━━ Belge Alıntısı
Tahran’da yaşananları hepimiz dehşetle izliyoruz. 22 Yaşında genç bir kız Mahsa Amini , “kıyafet kurallarına uymadığı” için hayatını kaybetti. İran’ın meşhur İrşad devriyeleri yani ahlak polisleri tarafından gözaltına alındıktan sonra hastaneye kaldırıldı 16 Eylül’de yaşamını kaybetti. Bir insanın saçı gözüktü diye öldürülmesi bu devirde kabul edilemez.
Tüm dünyaya seslerini duyurulmasını isteyen İranlı kadınlar, Saçlarını açtı ve özgürlük için mücadele etmeye başladı, bazı erkekler de bu eylemlere destek vermeye başladı.
━━━━
# Ne İsteniyor
Mahsa Amini'nin ölümünü anlatan metinden "Tüm dünyaya seslerini" sözcüklerinden "destek vermeye başladı." sözcüklerine kadar olan kısmı değiştirmeden alıntılayın.
━━ Verilen Bilgiler
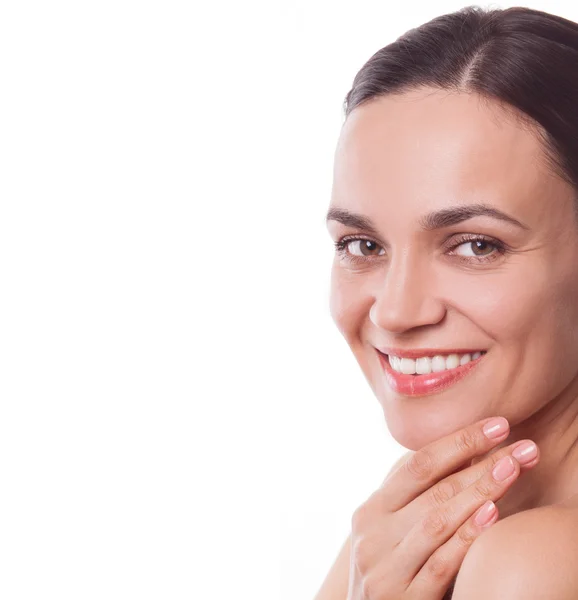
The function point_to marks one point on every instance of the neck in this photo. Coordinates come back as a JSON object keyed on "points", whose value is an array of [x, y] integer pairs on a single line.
{"points": [[554, 479]]}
━━━━
# Alıştırmanın Yanıtı
Tüm dünyaya seslerini duyurulmasını isteyen İranlı kadınlar, Saçlarını açtı ve özgürlük için mücadele etmeye başladı, bazı erkekler de bu eylemlere destek vermeye başladı.